Brief
Each line from the one that contains "Please spot the steering" to the end of the material must be set down exactly, and no line before it.

[Source records]
▬▬▬▬▬▬▬▬▬▬
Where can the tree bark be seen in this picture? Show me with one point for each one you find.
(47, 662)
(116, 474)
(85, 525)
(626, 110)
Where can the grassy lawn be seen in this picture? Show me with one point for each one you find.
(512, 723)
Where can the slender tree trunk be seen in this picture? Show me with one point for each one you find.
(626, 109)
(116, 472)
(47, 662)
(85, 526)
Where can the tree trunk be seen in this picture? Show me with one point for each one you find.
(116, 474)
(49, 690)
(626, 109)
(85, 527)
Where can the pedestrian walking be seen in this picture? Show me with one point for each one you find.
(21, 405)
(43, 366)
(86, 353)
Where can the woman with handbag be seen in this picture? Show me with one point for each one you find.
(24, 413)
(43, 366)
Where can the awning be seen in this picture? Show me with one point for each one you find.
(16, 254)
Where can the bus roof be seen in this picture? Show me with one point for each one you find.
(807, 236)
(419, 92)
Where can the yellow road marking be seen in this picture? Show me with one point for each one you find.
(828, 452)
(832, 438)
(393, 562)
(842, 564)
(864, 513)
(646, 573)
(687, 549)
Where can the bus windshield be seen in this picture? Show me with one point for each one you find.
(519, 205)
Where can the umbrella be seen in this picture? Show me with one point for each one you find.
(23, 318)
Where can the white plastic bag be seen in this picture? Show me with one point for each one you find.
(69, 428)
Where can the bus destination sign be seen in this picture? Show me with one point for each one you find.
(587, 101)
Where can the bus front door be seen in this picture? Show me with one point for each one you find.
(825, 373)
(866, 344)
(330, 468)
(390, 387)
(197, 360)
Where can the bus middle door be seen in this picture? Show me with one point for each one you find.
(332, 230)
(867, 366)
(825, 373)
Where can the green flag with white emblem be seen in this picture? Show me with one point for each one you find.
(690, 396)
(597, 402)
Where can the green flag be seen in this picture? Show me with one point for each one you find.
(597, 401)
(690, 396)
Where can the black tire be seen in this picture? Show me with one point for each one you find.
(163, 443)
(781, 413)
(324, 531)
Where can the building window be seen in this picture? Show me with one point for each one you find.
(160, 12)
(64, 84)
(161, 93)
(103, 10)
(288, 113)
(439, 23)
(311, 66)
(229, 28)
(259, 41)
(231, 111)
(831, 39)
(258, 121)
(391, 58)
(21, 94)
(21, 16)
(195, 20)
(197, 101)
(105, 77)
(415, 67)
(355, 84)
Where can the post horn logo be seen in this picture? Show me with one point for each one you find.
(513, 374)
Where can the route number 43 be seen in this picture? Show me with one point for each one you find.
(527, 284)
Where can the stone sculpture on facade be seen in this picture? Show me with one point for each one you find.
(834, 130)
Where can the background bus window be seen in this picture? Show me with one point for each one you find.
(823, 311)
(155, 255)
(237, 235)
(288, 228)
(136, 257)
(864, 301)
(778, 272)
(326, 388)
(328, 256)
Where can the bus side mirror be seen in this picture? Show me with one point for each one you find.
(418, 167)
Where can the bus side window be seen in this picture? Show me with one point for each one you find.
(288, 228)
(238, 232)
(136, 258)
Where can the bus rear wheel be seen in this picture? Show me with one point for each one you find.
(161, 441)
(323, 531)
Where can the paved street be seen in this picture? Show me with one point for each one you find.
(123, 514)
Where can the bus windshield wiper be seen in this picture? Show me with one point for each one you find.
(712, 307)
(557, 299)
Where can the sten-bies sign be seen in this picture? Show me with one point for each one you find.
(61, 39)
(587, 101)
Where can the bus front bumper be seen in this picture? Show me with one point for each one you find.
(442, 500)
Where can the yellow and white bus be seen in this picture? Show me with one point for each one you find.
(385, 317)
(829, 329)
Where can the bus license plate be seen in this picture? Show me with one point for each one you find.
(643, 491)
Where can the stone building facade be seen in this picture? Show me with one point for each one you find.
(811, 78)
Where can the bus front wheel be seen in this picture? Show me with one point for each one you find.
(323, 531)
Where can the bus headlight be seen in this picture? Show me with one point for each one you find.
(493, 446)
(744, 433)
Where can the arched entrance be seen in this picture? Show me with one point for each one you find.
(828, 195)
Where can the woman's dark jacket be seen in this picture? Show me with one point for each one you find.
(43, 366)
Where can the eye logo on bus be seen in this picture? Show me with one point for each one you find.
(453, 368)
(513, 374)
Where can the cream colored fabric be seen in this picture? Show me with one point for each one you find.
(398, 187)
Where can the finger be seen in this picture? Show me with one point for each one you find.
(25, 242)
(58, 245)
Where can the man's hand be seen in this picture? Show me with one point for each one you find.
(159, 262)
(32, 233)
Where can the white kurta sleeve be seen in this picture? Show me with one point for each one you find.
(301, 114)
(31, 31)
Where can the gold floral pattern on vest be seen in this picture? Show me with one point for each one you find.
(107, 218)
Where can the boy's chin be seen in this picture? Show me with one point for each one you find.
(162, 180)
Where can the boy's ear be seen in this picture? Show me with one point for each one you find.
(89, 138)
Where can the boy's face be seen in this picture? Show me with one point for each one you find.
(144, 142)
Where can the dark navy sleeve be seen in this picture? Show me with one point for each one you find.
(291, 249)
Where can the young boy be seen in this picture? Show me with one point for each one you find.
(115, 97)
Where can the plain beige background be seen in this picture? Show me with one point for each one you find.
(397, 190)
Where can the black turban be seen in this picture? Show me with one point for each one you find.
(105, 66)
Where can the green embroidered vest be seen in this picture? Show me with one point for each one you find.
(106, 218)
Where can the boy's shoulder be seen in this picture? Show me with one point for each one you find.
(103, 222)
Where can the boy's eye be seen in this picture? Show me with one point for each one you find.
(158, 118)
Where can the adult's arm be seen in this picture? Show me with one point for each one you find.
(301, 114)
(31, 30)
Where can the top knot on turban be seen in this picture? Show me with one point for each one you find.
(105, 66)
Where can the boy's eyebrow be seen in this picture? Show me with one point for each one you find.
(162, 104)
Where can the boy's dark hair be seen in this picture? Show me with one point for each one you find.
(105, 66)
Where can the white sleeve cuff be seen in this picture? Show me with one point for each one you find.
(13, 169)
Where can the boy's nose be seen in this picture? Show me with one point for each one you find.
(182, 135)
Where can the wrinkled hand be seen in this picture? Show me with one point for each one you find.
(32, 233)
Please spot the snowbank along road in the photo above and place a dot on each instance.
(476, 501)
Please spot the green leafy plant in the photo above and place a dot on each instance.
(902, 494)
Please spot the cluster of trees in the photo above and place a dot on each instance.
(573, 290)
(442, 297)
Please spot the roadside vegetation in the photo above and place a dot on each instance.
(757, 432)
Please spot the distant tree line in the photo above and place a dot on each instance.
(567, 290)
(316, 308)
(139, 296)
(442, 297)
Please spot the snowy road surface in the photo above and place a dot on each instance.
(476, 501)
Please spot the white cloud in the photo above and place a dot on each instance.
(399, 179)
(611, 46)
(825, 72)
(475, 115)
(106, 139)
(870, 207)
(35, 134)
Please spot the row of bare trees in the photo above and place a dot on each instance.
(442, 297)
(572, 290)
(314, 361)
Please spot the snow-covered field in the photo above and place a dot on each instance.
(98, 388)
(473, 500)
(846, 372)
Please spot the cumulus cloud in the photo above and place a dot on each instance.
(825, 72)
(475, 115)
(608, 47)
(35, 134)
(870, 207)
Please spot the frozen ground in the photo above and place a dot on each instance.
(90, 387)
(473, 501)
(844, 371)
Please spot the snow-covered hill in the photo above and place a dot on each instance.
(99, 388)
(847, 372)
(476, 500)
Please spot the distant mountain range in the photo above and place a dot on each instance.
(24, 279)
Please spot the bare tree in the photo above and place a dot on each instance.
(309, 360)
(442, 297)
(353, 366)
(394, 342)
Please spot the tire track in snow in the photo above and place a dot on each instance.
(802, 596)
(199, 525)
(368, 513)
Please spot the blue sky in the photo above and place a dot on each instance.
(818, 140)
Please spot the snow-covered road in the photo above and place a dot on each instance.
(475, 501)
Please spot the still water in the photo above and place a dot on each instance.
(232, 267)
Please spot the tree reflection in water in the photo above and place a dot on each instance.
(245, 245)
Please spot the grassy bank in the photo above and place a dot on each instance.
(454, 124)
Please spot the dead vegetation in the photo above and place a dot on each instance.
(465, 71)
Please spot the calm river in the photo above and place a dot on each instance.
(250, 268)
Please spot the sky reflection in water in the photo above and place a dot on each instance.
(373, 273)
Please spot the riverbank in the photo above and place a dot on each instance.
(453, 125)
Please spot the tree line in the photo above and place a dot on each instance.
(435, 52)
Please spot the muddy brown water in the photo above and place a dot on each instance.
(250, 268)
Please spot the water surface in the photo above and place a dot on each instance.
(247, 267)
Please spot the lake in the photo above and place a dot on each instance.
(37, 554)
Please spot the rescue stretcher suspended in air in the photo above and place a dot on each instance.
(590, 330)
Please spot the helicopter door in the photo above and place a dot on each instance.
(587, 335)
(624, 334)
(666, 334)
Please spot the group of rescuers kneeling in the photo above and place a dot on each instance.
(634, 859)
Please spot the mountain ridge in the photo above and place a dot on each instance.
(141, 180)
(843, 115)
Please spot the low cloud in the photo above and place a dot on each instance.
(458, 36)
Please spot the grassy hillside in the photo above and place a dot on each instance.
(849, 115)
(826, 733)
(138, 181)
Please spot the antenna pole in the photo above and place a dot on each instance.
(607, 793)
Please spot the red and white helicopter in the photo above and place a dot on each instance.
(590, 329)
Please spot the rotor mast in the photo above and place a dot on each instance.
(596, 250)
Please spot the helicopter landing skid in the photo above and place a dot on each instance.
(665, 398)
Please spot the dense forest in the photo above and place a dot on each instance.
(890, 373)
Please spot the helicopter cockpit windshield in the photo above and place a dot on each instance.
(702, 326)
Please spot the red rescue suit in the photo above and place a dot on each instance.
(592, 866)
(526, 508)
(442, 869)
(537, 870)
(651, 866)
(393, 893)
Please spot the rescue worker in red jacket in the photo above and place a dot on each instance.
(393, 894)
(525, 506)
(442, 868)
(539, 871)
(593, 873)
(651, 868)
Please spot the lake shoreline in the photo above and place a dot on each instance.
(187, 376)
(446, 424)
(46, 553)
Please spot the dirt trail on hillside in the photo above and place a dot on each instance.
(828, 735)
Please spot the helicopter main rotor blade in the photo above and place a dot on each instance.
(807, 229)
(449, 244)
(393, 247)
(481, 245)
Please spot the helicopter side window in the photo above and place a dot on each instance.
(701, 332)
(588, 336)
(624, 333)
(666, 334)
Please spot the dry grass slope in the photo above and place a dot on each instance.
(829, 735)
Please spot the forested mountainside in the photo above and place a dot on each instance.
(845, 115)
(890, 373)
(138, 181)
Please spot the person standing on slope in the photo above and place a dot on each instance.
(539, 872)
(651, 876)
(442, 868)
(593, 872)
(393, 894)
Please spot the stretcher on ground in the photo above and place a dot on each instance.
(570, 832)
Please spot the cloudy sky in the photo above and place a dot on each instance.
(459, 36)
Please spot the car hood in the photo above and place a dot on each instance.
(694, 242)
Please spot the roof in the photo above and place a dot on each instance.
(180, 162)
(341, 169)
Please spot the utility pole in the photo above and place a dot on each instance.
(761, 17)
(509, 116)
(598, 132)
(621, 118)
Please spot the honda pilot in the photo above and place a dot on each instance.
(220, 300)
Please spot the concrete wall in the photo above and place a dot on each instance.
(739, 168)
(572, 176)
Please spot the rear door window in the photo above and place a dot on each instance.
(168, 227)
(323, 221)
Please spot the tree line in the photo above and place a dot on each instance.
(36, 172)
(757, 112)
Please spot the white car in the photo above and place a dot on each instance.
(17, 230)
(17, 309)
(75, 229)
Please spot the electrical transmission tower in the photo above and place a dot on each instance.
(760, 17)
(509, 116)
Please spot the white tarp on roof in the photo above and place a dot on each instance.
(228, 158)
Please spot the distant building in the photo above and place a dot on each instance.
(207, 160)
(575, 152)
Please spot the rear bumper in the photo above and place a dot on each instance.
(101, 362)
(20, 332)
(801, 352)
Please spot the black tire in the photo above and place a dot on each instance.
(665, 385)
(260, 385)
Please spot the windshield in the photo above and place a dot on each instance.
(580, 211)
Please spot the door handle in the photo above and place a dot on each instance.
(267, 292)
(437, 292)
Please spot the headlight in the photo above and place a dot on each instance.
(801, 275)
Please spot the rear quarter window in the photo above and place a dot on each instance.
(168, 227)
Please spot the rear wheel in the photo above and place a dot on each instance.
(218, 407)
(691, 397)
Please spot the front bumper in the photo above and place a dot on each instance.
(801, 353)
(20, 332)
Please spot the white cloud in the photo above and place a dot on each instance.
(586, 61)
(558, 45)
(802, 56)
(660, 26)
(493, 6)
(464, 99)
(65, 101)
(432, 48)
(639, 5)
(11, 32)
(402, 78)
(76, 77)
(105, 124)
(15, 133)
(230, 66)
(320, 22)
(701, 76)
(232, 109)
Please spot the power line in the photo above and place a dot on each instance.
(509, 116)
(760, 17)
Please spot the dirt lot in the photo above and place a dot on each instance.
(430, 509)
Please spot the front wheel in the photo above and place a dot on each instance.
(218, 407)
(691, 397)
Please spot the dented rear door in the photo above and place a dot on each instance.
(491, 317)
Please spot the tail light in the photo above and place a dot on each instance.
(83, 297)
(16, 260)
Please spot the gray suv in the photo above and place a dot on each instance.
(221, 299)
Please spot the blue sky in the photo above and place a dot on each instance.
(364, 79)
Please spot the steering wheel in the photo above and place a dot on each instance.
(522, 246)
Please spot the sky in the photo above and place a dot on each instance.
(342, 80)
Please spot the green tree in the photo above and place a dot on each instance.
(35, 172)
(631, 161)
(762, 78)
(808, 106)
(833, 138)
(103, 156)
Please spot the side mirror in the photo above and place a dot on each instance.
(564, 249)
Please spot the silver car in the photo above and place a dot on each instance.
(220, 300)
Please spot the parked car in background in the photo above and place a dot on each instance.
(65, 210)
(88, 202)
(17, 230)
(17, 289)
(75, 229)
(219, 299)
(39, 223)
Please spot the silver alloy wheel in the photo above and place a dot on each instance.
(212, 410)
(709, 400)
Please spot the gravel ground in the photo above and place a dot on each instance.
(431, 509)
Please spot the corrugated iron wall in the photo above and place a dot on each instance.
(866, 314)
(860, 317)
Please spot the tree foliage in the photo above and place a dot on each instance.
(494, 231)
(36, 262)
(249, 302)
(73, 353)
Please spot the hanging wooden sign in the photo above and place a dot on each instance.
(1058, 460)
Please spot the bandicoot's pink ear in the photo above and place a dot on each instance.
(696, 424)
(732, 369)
▬▬▬▬▬▬▬▬▬▬
Output for this exercise
Please spot the steering wheel in the photo above and place a dot on each instance.
(522, 246)
Please spot the sky in the photo above and place a dot on each instance.
(342, 80)
Please spot the green tree in the photo above and place a dot on each instance.
(35, 172)
(631, 161)
(762, 78)
(808, 106)
(833, 138)
(103, 156)
Please spot the side mirror in the photo above and place a dot on each instance.
(564, 249)
Please spot the silver car in the photo above and place a dot on each instance.
(220, 300)
Please spot the parked car in background in the photo above and place a dot on each instance.
(65, 210)
(88, 202)
(17, 230)
(17, 289)
(75, 229)
(219, 299)
(39, 223)
Please spot the silver alloy wheel in the photo above and place a dot on each instance.
(212, 410)
(709, 400)
Please spot the gravel ground in the photo above and place a dot on each instance.
(431, 509)
Please spot the corrugated iron wall in the photo above and place a dot on each instance.
(866, 314)
(860, 317)
Please spot the tree foliage in the photo above and place a dot on each instance.
(494, 231)
(36, 262)
(249, 302)
(73, 353)
Please spot the hanging wooden sign in the photo above and place a dot on each instance.
(1058, 460)
Please spot the bandicoot's pink ear in the photo above and place a dot on each instance.
(696, 424)
(732, 369)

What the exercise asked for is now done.